## Task 1
Show each line of the listing that contains the string "chair".

## Text shown
** BEGIN **

Nutrition & Food Science

ISSN: 0034-6659

Article publication date: 1 February 1999



Wells, D. (1999), "Intelligence", Nutrition & Food Science, Vol. 99 No. 1.



Emerald Group Publishing Limited

Copyright © 1999, MCB UP Limited



Detterman and Sternberg in 1986 wrote to 24 theorists asking them to define intelligence. This was a repeat of a request carried out in 1921. Sternberg and Berg analysed the responses. A total of 25 attributes were mentioned but only three were mentioned by 25 per cent of the respondents. Obviously intelligence means different things to different people. It is perhaps better to consider intelligence not as a natural phenomenon (something pre-existing within people) but one created through social activities, a social construct, culturally and historically determined.

The conception of intelligence has interested people for thousands of years. For example Plato in 340 bc thought that intelligence was innate. He believed that intelligence was a characteristic of the leaders of society and that the general intelligence of society could be raised by eugenics. Aristotle thought teaching was the basis of intelligence and that intelligence was a common feature among all citizens of Greece whatever their social standing.

Francis Galton in the late nineteenth century carried out studies in an attempt to show that intelligence was due to nature. He believed that intelligence was the hallmark of different social classes and like Plato favoured eugenics. Galton thought that intelligence testing would improve the success of the eugenics programme for the improvement of society. He ignored the fact that high social status could come from the inheritance of wealth and privilege and also by personal effort.

Galton assumed that measures of sensory discrimination should be good tests of intelligence. In 1884, at a large exhibition in London, he tested 9,000 men and women who each paid 3d to have their mental abilities assessed. Galton tested their motor reaction times, visual and auditory discrimination and touch sensitivity. It was later discovered that sensory and motor tests did not correlate positively nor did they correlate with school examination results. There was also little or no relationship between test results and social status. In effect the tests were not an indication of intelligence. They remain notable, however, in being the first attempt to measure intelligence.

** END **

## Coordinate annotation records
** BEGIN **

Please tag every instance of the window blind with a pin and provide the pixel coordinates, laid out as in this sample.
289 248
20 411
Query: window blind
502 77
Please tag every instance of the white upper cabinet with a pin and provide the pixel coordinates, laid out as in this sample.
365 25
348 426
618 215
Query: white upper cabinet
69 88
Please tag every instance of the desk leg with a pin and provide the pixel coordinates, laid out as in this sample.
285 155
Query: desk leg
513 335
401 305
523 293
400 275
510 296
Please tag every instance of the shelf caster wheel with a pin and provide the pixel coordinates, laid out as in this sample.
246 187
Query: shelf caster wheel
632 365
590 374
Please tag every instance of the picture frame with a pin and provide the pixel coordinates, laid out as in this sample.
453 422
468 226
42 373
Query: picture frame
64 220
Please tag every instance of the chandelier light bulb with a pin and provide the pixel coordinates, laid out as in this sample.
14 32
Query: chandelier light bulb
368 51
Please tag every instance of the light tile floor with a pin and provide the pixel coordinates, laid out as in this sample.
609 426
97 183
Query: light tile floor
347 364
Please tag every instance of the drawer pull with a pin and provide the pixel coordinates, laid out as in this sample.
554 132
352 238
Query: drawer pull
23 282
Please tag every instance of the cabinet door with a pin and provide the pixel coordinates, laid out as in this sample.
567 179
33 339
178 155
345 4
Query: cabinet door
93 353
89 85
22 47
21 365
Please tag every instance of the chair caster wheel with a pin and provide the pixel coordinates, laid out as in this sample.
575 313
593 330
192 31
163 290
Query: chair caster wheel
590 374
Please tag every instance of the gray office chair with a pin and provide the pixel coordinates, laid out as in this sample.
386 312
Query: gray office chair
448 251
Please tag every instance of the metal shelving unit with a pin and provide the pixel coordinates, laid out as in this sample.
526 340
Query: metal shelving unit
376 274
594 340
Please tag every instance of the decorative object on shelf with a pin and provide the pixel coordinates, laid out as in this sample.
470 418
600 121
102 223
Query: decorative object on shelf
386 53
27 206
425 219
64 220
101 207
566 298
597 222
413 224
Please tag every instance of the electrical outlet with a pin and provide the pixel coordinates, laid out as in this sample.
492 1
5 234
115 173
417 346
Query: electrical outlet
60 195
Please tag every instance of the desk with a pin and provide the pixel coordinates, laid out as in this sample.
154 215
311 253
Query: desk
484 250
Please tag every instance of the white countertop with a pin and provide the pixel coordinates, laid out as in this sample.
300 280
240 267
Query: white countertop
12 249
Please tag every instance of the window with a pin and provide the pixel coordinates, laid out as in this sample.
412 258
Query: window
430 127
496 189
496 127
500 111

** END **

## Task 2
Carry on the text about the history of intelligence, starting after its final sentence.

## Exercise answer 1
Please tag every instance of the chair caster wheel with a pin and provide the pixel coordinates, laid out as in this sample.
Query: chair caster wheel
Please tag every instance of the gray office chair with a pin and provide the pixel coordinates, laid out as in this sample.
Query: gray office chair

## Exercise answer 2
At the beginning of the twentieth century Alfred Binet attempted to measure the mental capacities of sub-normal children so their teaching could be made appropriate for their special needs. Binet believed that mental ability could be improved by mental exercises to improve attention, memory and judgement. He used the "brightness" of a sample of children in normal schools as the criteria of intelligence. The test he devised, known as the Simon-Binet test, had 54 items to identify a child's ability to follow instructions. Some of the tests for younger children were simple, such as naming the parts of the body and describing a picture. Other tests for the older children were slightly more complex such as finding rhymes for a given word and repeating a sentence with 26 syllables. The test was arranged in a series of groups in increasing order of difficulty each being judged to be appropriate for children of a certain age. Each child did as many of the groups as possible before they became too difficult.

Binet categorised the children he had tested by relating their mental age, as judged by their ability to give satisfactory results on the tests for children of a certain age, with their chronological age. Mental age divided by chronological age gave the mental quotient. This figure identified those children who needed special schooling. When this figure is multiplied by 100 it gives the intelligence quotient or IQ which is in customary use today.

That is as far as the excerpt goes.